======== TEXTE SOURCE ========

Les âmes mortes
Un film de Wang Bing
Wang Bing n’en finit pas d’ausculter le passé et le présent d’une société chinoise en perpétuelle évolution. Cette fois, son regard acéré s’est tourné vers des camps de rééducation installés dans le désert de Gobi, dans la province de Gansu, au nord-ouest de la Chine, ceux de Mingshui et Jiabangou notamment.
C’est là qu’à la fin des années 50 furent envoyés tous ceux qui avaient cru que les bouches pouvaient s’ouvrir et exprimer sans détour leur opinion sur la révolution communiste et son chef, le président Mao. Mais ce dernier referma bien vite sur eux le piège ainsi tendu et ils furent considérés comme des éléments d’extrême droite capables de nuire au régime. Il convenait donc de les regrouper et de les enfermer.
À travers de très nombreux témoignages, mais également des images de ce qui reste de ces camps aujourd’hui, Wang Bing retrace le destin de ces déportés contraints dès leur arrivée sur place de construire eux-mêmes leur prison inexistante jusque-là ! À la manière d’un Claude Lanzmann ou d’un Rithy Panh, le cinéaste chinois retrace la vie quotidienne grâce à la parole des rares survivants. Et c’est l’effroi qui saisit alors le spectateur en écoutant les récits entrecroisés de ces rescapés d’un enfer programmé. Pas d’habitations dignes de ce nom donc, mais également pas de nourriture ou presque pour ces exilés, la plupart des intellectuels inaptes à s’intégrer à ce retour à une vie presque sauvage.

========

*TRAVAIL DEMANDÉ*:
D'après la critique du film « Les âmes mortes » ci-dessus, dans quelle province chinoise se trouvent les camps de rééducation filmés par Wang Bing ?

======== EXTRAIT DE DONNÉES ========

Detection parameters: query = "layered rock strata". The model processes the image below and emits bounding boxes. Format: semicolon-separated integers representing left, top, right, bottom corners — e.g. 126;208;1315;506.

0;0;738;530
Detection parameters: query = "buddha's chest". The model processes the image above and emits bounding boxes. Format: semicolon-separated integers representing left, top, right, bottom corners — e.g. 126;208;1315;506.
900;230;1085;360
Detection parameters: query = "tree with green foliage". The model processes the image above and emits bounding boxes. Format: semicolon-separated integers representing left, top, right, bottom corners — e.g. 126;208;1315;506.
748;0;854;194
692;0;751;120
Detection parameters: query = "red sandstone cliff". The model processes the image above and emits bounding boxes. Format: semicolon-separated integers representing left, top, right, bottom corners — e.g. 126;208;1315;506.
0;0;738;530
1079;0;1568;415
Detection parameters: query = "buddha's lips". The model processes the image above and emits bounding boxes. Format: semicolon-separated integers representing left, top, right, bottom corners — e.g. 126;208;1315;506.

========

*TÂCHE ACCOMPLIE*:
Dans la province de Gansu, au nord-ouest de la Chine.